-- Opening Marker --

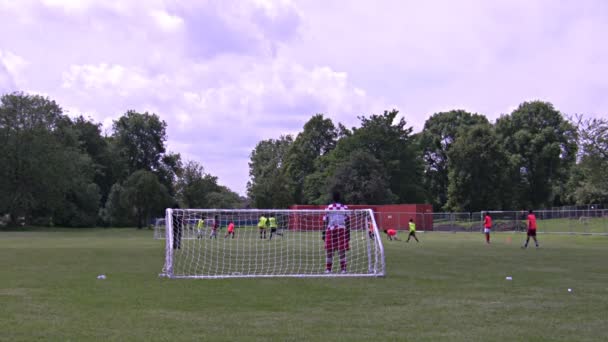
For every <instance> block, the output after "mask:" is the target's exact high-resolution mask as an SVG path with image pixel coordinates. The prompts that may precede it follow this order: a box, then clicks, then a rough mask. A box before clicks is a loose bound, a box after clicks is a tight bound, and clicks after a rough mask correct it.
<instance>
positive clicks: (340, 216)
mask: <svg viewBox="0 0 608 342" xmlns="http://www.w3.org/2000/svg"><path fill="white" fill-rule="evenodd" d="M332 197H333V203H332V204H330V205H329V206H327V211H328V212H327V214H326V227H325V230H324V231H323V233H322V239H323V240H325V251H326V253H327V258H326V259H325V273H331V269H332V266H333V256H334V251H338V253H339V255H340V272H341V273H346V252H347V251H348V250H349V249H350V246H349V242H350V232H349V231H348V230H349V228H350V227H349V219H348V214H347V212H346V211H347V210H348V207H347V206H346V205H343V204H341V203H340V193H339V192H337V191H335V192H334V193H333V196H332Z"/></svg>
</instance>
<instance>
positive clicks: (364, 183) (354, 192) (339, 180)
mask: <svg viewBox="0 0 608 342" xmlns="http://www.w3.org/2000/svg"><path fill="white" fill-rule="evenodd" d="M328 188H329V189H330V190H338V191H340V193H342V194H344V195H343V197H344V198H343V200H344V201H345V202H347V203H351V204H386V203H393V202H394V201H395V200H396V199H397V196H395V195H394V194H393V193H392V191H391V189H390V186H389V177H388V174H387V172H386V169H385V168H384V166H383V165H382V163H380V161H379V160H378V159H376V158H375V157H374V156H373V155H372V154H371V153H369V152H367V151H361V150H359V151H354V152H353V153H351V154H350V156H349V157H348V159H346V160H344V161H342V162H340V163H339V164H338V165H337V167H336V170H335V172H334V174H333V176H332V177H331V178H330V179H329V184H328ZM327 193H329V191H327Z"/></svg>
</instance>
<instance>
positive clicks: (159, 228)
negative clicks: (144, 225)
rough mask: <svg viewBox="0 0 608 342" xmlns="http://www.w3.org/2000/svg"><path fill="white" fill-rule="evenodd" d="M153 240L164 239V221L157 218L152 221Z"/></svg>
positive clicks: (158, 218) (164, 227)
mask: <svg viewBox="0 0 608 342" xmlns="http://www.w3.org/2000/svg"><path fill="white" fill-rule="evenodd" d="M154 238H155V239H157V240H160V239H164V238H165V219H164V218H157V219H156V220H155V221H154Z"/></svg>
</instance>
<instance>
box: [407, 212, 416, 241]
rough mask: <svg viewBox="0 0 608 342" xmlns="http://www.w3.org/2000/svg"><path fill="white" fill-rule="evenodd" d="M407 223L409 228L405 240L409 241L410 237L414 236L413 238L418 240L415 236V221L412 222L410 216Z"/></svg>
mask: <svg viewBox="0 0 608 342" xmlns="http://www.w3.org/2000/svg"><path fill="white" fill-rule="evenodd" d="M408 225H409V228H410V233H409V234H408V235H407V240H406V241H405V242H410V239H411V238H414V240H416V242H420V241H419V240H418V238H417V237H416V223H415V222H414V219H412V218H411V219H410V222H409V223H408Z"/></svg>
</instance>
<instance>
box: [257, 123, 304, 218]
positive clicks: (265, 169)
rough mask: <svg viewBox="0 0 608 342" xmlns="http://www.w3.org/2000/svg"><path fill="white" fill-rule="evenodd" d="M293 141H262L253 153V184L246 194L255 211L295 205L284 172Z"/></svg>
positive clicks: (288, 185)
mask: <svg viewBox="0 0 608 342" xmlns="http://www.w3.org/2000/svg"><path fill="white" fill-rule="evenodd" d="M291 144H293V138H292V137H291V136H289V135H288V136H281V137H280V138H279V139H276V140H275V139H269V140H262V141H260V142H259V143H258V144H257V145H256V147H255V149H254V150H253V151H252V152H251V157H250V162H249V175H250V177H251V179H250V181H249V182H248V183H247V193H248V195H249V198H250V199H251V201H252V204H253V206H254V207H256V208H285V207H287V206H289V205H291V204H292V203H293V196H292V195H291V191H290V189H291V188H292V186H293V185H291V184H290V183H289V180H288V178H287V177H286V175H285V172H284V170H283V166H284V162H285V157H286V155H287V151H288V150H289V148H290V146H291Z"/></svg>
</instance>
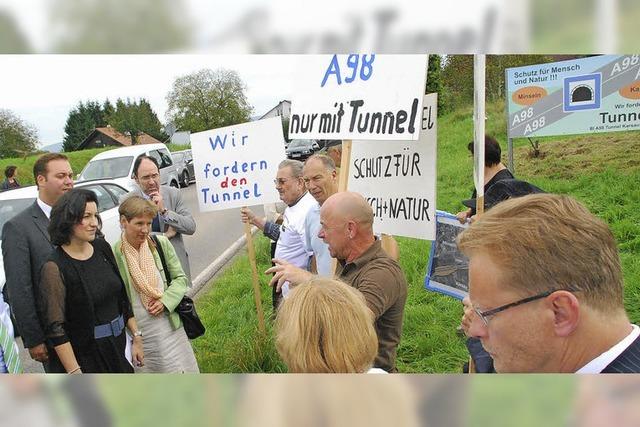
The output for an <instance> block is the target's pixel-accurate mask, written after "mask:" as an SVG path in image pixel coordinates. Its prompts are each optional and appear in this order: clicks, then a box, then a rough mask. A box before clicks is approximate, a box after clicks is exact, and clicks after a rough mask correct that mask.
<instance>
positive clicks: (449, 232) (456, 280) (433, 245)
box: [424, 211, 469, 299]
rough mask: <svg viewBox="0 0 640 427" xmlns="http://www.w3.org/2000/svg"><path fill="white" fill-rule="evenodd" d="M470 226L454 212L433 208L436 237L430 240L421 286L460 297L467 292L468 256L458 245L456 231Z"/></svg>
mask: <svg viewBox="0 0 640 427" xmlns="http://www.w3.org/2000/svg"><path fill="white" fill-rule="evenodd" d="M468 227H469V224H468V223H465V224H460V222H459V221H458V219H457V218H456V217H455V215H452V214H450V213H448V212H443V211H437V212H436V239H435V241H434V242H433V243H432V244H431V252H430V254H429V265H428V266H427V276H426V277H425V279H424V286H425V288H426V289H428V290H430V291H435V292H440V293H443V294H445V295H449V296H452V297H454V298H458V299H463V298H464V297H465V296H467V295H468V294H469V259H468V258H467V257H466V256H465V255H464V254H463V253H462V252H460V250H459V249H458V244H457V238H458V234H460V233H461V232H462V231H464V230H465V229H466V228H468Z"/></svg>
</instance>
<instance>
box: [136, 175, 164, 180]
mask: <svg viewBox="0 0 640 427" xmlns="http://www.w3.org/2000/svg"><path fill="white" fill-rule="evenodd" d="M158 178H160V174H159V173H154V174H153V175H145V176H141V177H140V178H139V179H140V181H151V180H152V179H153V180H154V181H155V180H156V179H158Z"/></svg>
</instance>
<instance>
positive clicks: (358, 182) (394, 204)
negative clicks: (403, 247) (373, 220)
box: [349, 94, 438, 240]
mask: <svg viewBox="0 0 640 427" xmlns="http://www.w3.org/2000/svg"><path fill="white" fill-rule="evenodd" d="M437 104H438V102H437V95H436V94H430V95H426V96H425V97H424V105H423V107H422V111H421V114H420V116H419V117H420V124H419V129H420V139H419V140H417V141H384V142H381V141H353V145H352V148H351V163H350V165H349V190H350V191H355V192H358V193H360V194H362V195H363V196H364V197H365V198H366V199H367V201H368V202H369V203H370V204H371V207H372V208H373V213H374V223H373V228H374V230H375V232H377V233H385V234H390V235H394V236H406V237H414V238H418V239H426V240H433V239H434V238H435V213H436V206H435V205H436V198H435V196H436V141H437V126H436V117H437V116H438V112H437Z"/></svg>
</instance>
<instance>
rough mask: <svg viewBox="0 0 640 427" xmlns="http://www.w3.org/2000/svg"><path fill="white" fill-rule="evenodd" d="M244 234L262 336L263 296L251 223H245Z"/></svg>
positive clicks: (258, 316)
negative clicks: (261, 289)
mask: <svg viewBox="0 0 640 427" xmlns="http://www.w3.org/2000/svg"><path fill="white" fill-rule="evenodd" d="M244 235H245V237H246V238H247V251H248V252H249V264H250V265H251V282H252V284H253V298H254V300H255V303H256V315H257V316H258V329H259V330H260V333H261V334H262V336H265V335H266V329H265V327H264V311H263V310H262V297H261V295H262V294H261V292H260V280H259V279H258V264H257V262H256V250H255V248H254V246H253V234H252V233H251V224H249V223H248V222H247V223H245V224H244Z"/></svg>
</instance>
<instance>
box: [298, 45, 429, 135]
mask: <svg viewBox="0 0 640 427" xmlns="http://www.w3.org/2000/svg"><path fill="white" fill-rule="evenodd" d="M427 58H428V56H427V55H375V54H371V55H358V54H351V55H333V56H331V55H314V56H301V58H300V60H299V66H298V68H297V72H296V74H295V77H294V78H295V80H294V95H293V97H292V102H291V118H290V121H289V137H290V138H303V139H307V138H316V139H375V140H416V139H418V135H419V133H420V132H419V131H420V112H421V111H422V94H423V93H424V90H425V83H426V79H427Z"/></svg>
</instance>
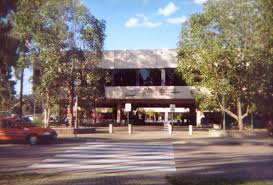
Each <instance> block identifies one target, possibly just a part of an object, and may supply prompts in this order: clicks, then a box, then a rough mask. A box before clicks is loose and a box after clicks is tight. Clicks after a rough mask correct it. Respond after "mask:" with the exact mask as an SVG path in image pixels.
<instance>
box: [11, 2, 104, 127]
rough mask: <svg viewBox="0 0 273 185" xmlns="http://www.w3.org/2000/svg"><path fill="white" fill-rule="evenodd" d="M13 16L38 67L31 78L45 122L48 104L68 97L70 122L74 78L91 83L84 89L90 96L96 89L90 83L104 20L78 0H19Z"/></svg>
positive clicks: (102, 37)
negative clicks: (30, 50)
mask: <svg viewBox="0 0 273 185" xmlns="http://www.w3.org/2000/svg"><path fill="white" fill-rule="evenodd" d="M14 19H15V22H16V27H17V28H18V30H17V33H20V34H22V35H24V34H26V35H28V34H29V36H28V37H27V38H28V40H29V47H30V48H31V53H32V54H31V58H32V61H33V65H34V68H35V69H34V70H38V71H39V75H38V77H37V76H36V77H34V79H33V80H34V82H36V83H35V84H34V92H35V94H36V96H38V97H39V98H40V99H41V100H43V102H44V113H45V123H46V124H47V123H48V120H49V116H50V109H51V108H52V106H53V105H54V104H55V103H56V102H58V101H60V99H65V100H67V99H68V104H69V108H70V121H71V122H70V125H72V111H71V110H72V109H73V103H74V97H75V86H74V84H73V83H74V80H75V79H76V78H82V80H83V81H84V82H85V84H86V85H91V87H93V88H91V89H90V88H89V89H88V90H91V92H90V93H89V95H90V96H92V95H94V94H93V93H92V92H93V91H94V90H96V88H95V86H92V85H94V81H96V80H98V79H99V78H100V77H99V76H98V74H99V73H98V72H97V67H98V63H99V62H100V60H101V57H102V49H103V42H104V37H105V34H104V30H105V24H104V21H100V20H98V19H96V18H95V17H94V16H93V15H91V13H90V12H89V11H88V9H87V8H86V7H85V6H84V5H83V4H82V3H81V2H80V1H78V0H60V1H55V0H41V1H35V0H22V1H20V2H19V4H18V13H16V14H15V15H14ZM84 89H85V88H83V89H81V90H84ZM92 89H93V91H92ZM61 95H62V96H61ZM96 95H97V94H96ZM89 99H91V98H89ZM93 99H94V97H93Z"/></svg>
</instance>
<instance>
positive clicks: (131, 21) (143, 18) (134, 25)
mask: <svg viewBox="0 0 273 185" xmlns="http://www.w3.org/2000/svg"><path fill="white" fill-rule="evenodd" d="M161 24H162V23H161V22H153V21H151V20H150V19H149V18H148V17H146V16H145V15H143V14H137V15H136V16H134V17H131V18H129V19H128V21H126V23H125V27H127V28H134V27H146V28H156V27H158V26H160V25H161Z"/></svg>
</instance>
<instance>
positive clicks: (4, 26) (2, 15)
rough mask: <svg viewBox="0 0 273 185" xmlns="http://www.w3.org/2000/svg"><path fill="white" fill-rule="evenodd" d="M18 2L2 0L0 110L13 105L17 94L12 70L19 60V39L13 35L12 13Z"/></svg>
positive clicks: (0, 64)
mask: <svg viewBox="0 0 273 185" xmlns="http://www.w3.org/2000/svg"><path fill="white" fill-rule="evenodd" d="M16 3H17V1H16V0H4V1H0V43H1V47H0V110H7V109H9V108H10V107H11V105H12V102H13V98H14V94H15V91H14V85H15V82H14V81H13V80H12V79H11V78H12V74H11V72H12V67H13V66H15V64H16V60H17V55H16V49H17V46H18V40H17V39H15V38H14V37H12V35H11V32H12V29H13V26H12V19H11V18H10V14H11V13H12V11H14V10H15V9H16Z"/></svg>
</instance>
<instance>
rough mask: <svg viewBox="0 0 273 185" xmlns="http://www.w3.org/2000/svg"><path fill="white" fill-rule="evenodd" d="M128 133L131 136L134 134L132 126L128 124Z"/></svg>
mask: <svg viewBox="0 0 273 185" xmlns="http://www.w3.org/2000/svg"><path fill="white" fill-rule="evenodd" d="M128 133H129V134H132V133H133V128H132V124H128Z"/></svg>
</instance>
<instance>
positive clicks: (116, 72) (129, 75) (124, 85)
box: [113, 69, 136, 86]
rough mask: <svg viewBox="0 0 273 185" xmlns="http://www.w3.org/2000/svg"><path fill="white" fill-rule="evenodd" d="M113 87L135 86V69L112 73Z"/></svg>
mask: <svg viewBox="0 0 273 185" xmlns="http://www.w3.org/2000/svg"><path fill="white" fill-rule="evenodd" d="M113 73H114V74H113V78H114V79H113V80H114V83H113V85H114V86H135V85H136V70H135V69H117V70H114V71H113Z"/></svg>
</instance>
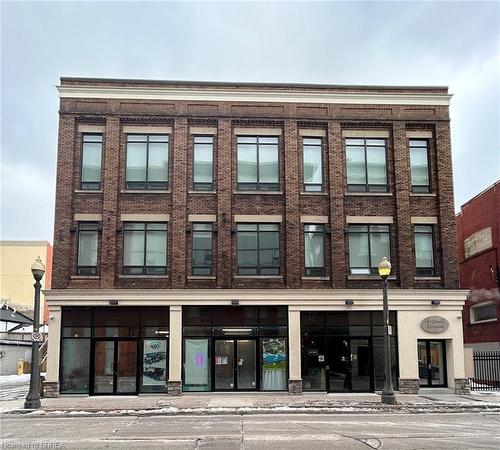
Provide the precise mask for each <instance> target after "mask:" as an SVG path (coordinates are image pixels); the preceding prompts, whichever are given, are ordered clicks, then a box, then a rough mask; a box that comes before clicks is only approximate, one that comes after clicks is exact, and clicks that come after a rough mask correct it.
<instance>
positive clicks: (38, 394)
mask: <svg viewBox="0 0 500 450" xmlns="http://www.w3.org/2000/svg"><path fill="white" fill-rule="evenodd" d="M31 273H32V274H33V278H34V279H35V284H34V285H33V286H34V287H35V309H34V313H33V336H32V342H31V377H30V390H29V392H28V395H27V396H26V401H25V402H24V408H25V409H37V408H40V361H39V355H38V342H37V341H36V340H35V335H36V334H38V329H39V325H40V289H41V288H42V285H41V283H40V281H41V280H42V278H43V274H44V273H45V266H44V265H43V263H42V260H41V259H40V257H38V258H37V259H36V261H35V262H34V263H33V264H32V265H31Z"/></svg>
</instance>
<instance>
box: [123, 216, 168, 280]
mask: <svg viewBox="0 0 500 450" xmlns="http://www.w3.org/2000/svg"><path fill="white" fill-rule="evenodd" d="M123 229H124V231H123V273H124V274H126V275H144V274H145V275H163V274H165V273H166V272H167V224H166V223H152V222H147V223H136V222H127V223H125V224H124V225H123Z"/></svg>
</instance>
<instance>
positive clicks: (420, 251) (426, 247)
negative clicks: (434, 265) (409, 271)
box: [415, 225, 435, 276]
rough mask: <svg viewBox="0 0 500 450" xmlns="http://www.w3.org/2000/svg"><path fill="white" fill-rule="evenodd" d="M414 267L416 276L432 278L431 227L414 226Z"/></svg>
mask: <svg viewBox="0 0 500 450" xmlns="http://www.w3.org/2000/svg"><path fill="white" fill-rule="evenodd" d="M415 266H416V274H417V276H433V275H434V274H435V268H434V240H433V236H432V226H431V225H415Z"/></svg>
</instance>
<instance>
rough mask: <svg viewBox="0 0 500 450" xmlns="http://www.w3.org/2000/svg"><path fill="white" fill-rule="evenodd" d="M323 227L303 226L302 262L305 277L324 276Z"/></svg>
mask: <svg viewBox="0 0 500 450" xmlns="http://www.w3.org/2000/svg"><path fill="white" fill-rule="evenodd" d="M324 232H325V227H324V225H312V224H306V225H304V262H305V274H306V276H317V277H321V276H324V275H325V248H324V246H325V243H324V240H325V233H324Z"/></svg>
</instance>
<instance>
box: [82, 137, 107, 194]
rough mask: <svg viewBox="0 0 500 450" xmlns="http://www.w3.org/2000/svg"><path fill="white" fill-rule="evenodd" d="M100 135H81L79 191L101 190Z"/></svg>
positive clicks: (101, 144)
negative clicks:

-- Closing Marker --

Lines from the one holding "267L416 276L432 278L431" through the end of the material above should be output exactly, and all others skipped.

rough mask: <svg viewBox="0 0 500 450" xmlns="http://www.w3.org/2000/svg"><path fill="white" fill-rule="evenodd" d="M414 267L416 276L432 278L431 227L414 226Z"/></svg>
mask: <svg viewBox="0 0 500 450" xmlns="http://www.w3.org/2000/svg"><path fill="white" fill-rule="evenodd" d="M415 266H416V274H417V276H433V275H434V274H435V268H434V240H433V236H432V226H431V225H415Z"/></svg>
</instance>
<instance>
rough mask: <svg viewBox="0 0 500 450" xmlns="http://www.w3.org/2000/svg"><path fill="white" fill-rule="evenodd" d="M323 227L303 226L302 262L305 277L324 276Z"/></svg>
mask: <svg viewBox="0 0 500 450" xmlns="http://www.w3.org/2000/svg"><path fill="white" fill-rule="evenodd" d="M324 232H325V227H324V225H312V224H306V225H304V262H305V274H306V276H317V277H321V276H324V275H325V248H324V246H325V243H324V240H325V233H324Z"/></svg>
</instance>
<instance>
box: [82, 137, 107, 194]
rough mask: <svg viewBox="0 0 500 450" xmlns="http://www.w3.org/2000/svg"><path fill="white" fill-rule="evenodd" d="M100 135H81L79 191L101 190Z"/></svg>
positive clicks: (101, 144)
negative clicks:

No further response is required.